| GIVEN TASK |
Copy out the entries below unchanged, line for line.
--- Start ---
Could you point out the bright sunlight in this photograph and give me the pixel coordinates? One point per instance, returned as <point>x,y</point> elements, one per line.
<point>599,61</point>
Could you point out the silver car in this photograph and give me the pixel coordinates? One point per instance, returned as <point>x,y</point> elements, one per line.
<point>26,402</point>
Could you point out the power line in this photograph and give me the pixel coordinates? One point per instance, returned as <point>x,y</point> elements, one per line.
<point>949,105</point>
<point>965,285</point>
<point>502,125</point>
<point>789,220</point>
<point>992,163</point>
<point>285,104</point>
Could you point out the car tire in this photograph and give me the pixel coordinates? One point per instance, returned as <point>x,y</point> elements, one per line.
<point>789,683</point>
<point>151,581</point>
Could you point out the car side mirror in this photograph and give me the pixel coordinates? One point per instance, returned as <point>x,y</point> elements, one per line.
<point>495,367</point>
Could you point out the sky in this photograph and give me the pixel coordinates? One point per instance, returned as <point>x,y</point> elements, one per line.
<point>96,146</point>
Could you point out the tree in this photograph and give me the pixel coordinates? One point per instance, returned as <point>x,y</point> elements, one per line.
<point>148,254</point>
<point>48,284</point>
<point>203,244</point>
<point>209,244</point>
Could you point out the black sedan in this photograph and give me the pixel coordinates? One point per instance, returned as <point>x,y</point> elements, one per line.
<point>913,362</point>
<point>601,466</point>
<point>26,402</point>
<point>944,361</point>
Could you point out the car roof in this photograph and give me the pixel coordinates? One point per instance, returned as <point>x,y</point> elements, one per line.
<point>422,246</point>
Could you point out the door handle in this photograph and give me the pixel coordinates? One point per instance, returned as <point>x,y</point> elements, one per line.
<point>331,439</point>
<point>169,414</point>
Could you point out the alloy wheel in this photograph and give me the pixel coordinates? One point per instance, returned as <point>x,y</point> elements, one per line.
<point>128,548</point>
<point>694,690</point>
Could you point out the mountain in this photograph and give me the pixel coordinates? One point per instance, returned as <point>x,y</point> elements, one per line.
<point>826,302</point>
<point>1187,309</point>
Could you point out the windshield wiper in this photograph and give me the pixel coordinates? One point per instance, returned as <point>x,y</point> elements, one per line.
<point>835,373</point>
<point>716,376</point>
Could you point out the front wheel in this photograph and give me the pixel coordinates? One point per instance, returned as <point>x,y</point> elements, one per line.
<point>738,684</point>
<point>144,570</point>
--- End ---
| TASK RESULT |
Could you point out the bright sunlight in this photograph and give me the pixel coordinates? One point per instance, returned as <point>x,y</point> elements, one per line.
<point>599,61</point>
Could you point out the silver car in this photograph and give me the pixel coordinates? One point per instance, returned as <point>x,y</point> elements, one per line.
<point>26,402</point>
Could you point out the power line in this photograph and give me the pixel coordinates? One point per instance, returned as <point>x,y</point> elements, one per line.
<point>949,105</point>
<point>965,285</point>
<point>502,125</point>
<point>789,220</point>
<point>992,163</point>
<point>285,104</point>
Could you point out the car tire in this photograph and give me the pixel coordinates? One point per instance, returned as <point>x,y</point> elements, one per line.
<point>789,683</point>
<point>151,581</point>
Could you point out the car side mirror in this photograph and give me the pixel coordinates? One point per instance, returned as <point>x,y</point> elements, one per line.
<point>495,367</point>
Could you point out the sky in this photograph and give me the pixel coordinates? One point per instance, returned as <point>x,y</point> elements, one per line.
<point>96,146</point>
Could you point out the tree in this photograph and give me the pixel coordinates? One point per instance, returned as <point>x,y</point> elements, one per line.
<point>148,254</point>
<point>48,284</point>
<point>203,244</point>
<point>209,244</point>
Could you point out the black sedan in this photograph and give me the pixel coordinates? One point per instance, returned as <point>x,y</point> elements, one per line.
<point>913,362</point>
<point>601,466</point>
<point>26,402</point>
<point>944,361</point>
Could you point out the car roof in this photograph and give me the pixel coordinates? One point per instance, returned as <point>x,y</point> elements, one per line.
<point>422,246</point>
Could you point out the door handle in this photograph and give me the pixel coordinates? One point per instance, returned as <point>x,y</point> elements, one per line.
<point>331,439</point>
<point>169,414</point>
Could you point out the alloy wheel in this photograph and give me the pixel coordinates? One point per instance, returned as <point>x,y</point> elements, one per line.
<point>128,548</point>
<point>694,690</point>
Could you point out the mountain in this photograph and give me the pixel coordinates? One point per instance, returned as <point>x,y</point> elements, one per line.
<point>826,302</point>
<point>1187,309</point>
Could you point out the windshield wiper in this photograph and give me the pixel coordinates? One point per instance, returned as <point>x,y</point> elements, one per line.
<point>835,373</point>
<point>716,376</point>
Could you point out the front wheel in this photograph and give me the pixel coordinates? One point per instance, returned as <point>x,y</point> elements, one per line.
<point>738,684</point>
<point>144,570</point>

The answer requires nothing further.